Começou ontem a inscrição para as primeiras aulas de violão e piano na recém-inaugurada sala de música Luís Lima, uma homenagem do admirador e amigo Funá Évora a esse conceituado compositor de mornas e coladeiras. O espaço, que não é uma “escola” no seu verdadeiro sentido, fica na residência desse reparador geral na Vila Nova, e foi aberto, segundo Funá, para eternizar o artista Luís Lima, autor de composições famosas como a morna Dor di nha Dor, gravada por Bana.
“Costumo dizer a brincar que conhecer Ti Liz custou-me 2.400$00. Isto porque tive um cliente e eu disse-lhe que o meu sonho era arranjar dinheiro para ir a Portugal conhecer o Luís Lima pessoalmente. Ele riu-se e disse-me que não era preciso gastar tanto porque o Luís estava em S. Vicente. Fiquei tão contente com a novidade que lhe prometi fazer o trabalho de graça caso ele me levasse a conhecer o meu ídolo. E o trabalho custava 2 mil e 400 escudos”, contou Funá, no seu jeito brincalhão, às 10 pessoas que estiveram na inauguração da sala, entre as quais o edil Augusto Neves e o artista plástico Ró.
Esse acto simbólico aconteceu no dia 5 de Julho, data em que Luís Lima completou 67 anos de vida. O momento foi aproveitado para esse punhado de amigos cantarem os parabéns ao autor das mornas “Lágrima e súplica” e “Anjo negra”. O acto aconteceu dentro da pequena sala, que foi ornamentada com antigas “cadeiras de escola” e tem capacidade para acolher 16 alunos. Segundo Funá, o local está disponível para quem quiser dar aulas de música e formações noutras áreas.
Abrir essa sala foi uma promessa que Funá fez ao artista. Isto aconteceu, conta, depois de ter organizado uma homenagem ao compositor na Academia Jotamont há coisa de dois anos. Nesse dia, revela, garantiu a Luís Lima que iria fazer algo maior para eternizar a sua obra.

→ **Listagem**:
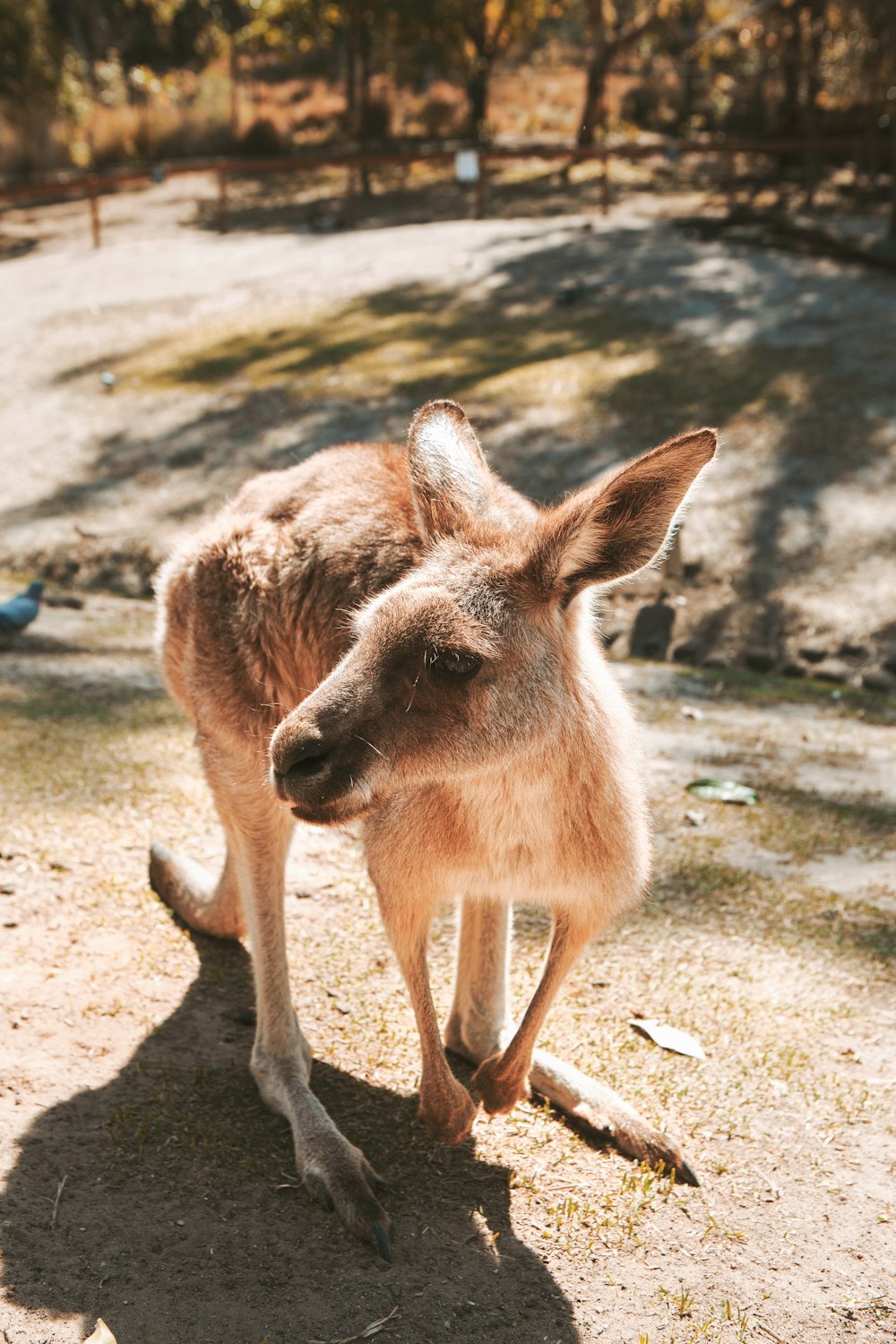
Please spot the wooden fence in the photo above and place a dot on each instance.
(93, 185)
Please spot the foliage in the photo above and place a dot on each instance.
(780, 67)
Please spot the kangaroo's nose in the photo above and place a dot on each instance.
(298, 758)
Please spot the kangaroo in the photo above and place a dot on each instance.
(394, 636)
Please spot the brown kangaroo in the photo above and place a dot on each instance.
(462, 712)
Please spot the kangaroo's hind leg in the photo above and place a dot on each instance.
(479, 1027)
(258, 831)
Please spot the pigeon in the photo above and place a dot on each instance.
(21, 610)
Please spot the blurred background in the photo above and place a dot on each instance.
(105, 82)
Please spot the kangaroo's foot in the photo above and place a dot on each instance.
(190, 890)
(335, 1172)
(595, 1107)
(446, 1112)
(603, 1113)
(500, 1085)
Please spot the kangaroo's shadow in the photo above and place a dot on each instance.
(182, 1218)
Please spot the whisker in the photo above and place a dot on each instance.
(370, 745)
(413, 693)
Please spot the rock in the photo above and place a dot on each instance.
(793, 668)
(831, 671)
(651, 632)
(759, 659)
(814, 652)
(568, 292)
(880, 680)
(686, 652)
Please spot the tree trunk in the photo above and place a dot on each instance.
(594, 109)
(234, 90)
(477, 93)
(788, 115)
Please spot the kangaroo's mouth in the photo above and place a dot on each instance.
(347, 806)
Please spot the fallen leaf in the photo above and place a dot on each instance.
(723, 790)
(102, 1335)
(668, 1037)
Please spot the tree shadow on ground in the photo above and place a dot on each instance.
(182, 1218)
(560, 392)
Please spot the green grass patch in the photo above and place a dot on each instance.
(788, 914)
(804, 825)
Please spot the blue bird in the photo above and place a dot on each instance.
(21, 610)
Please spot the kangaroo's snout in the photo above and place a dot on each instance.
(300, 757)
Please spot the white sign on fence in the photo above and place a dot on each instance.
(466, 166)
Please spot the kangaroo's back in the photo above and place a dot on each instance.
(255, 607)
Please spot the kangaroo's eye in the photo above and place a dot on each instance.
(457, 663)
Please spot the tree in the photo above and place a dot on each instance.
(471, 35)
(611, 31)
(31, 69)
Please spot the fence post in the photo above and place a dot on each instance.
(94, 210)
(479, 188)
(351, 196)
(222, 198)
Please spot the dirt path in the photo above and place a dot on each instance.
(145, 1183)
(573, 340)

→ **Problema proposto 1**: No texto sobre a sala de música Luís Lima, quantos alunos a sala tem capacidade para acolher?
→ **Problema proposto 2**: Transcreva, sem alterações, as linhas da listagem, começando pela que contém "Please spot the blurred" e terminando no fim da listagem, com ambas as extremidades incluídas.

→ **Resposta correta 1**: 16 alunos.

→ **Resposta correta 2**:
Please spot the blurred background in the photo above and place a dot on each instance.
(105, 82)
Please spot the kangaroo's foot in the photo above and place a dot on each instance.
(190, 890)
(335, 1172)
(595, 1107)
(446, 1112)
(603, 1113)
(500, 1085)
Please spot the kangaroo's shadow in the photo above and place a dot on each instance.
(182, 1218)
Please spot the whisker in the photo above and place a dot on each instance.
(370, 745)
(413, 693)
Please spot the rock in the photo above and place a dot on each instance.
(793, 668)
(831, 671)
(651, 632)
(759, 659)
(814, 652)
(568, 292)
(880, 680)
(686, 652)
Please spot the tree trunk in the photo above and place a dot on each instance.
(594, 109)
(234, 90)
(477, 93)
(788, 115)
Please spot the kangaroo's mouth in the photo above and place a dot on each instance.
(347, 806)
Please spot the fallen leaf in the photo above and place a dot on each instance.
(723, 790)
(102, 1335)
(668, 1037)
Please spot the tree shadow on ground in the photo above and place a dot on each instance.
(182, 1218)
(560, 392)
Please spot the green grass patch in the photo above and place a dot on each instance.
(788, 914)
(804, 825)
Please spot the blue bird in the photo above and place a dot on each instance.
(21, 610)
Please spot the kangaroo's snout in the photo above and place a dot on each instance.
(300, 757)
Please spot the white sign on fence in the photo above and place a dot on each instance.
(466, 166)
Please spot the kangaroo's back in the photo above and place a dot on each instance.
(255, 607)
Please spot the kangaroo's eye in the photo above and place a dot on each instance.
(457, 663)
Please spot the tree in the photo above and place a dot on each instance.
(471, 35)
(611, 31)
(31, 69)
Please spot the fence post in the photo above and place a dot on each instance.
(94, 210)
(479, 188)
(351, 196)
(222, 198)
Please spot the dirt path in the photo above and place a dot on each instance.
(145, 1183)
(573, 340)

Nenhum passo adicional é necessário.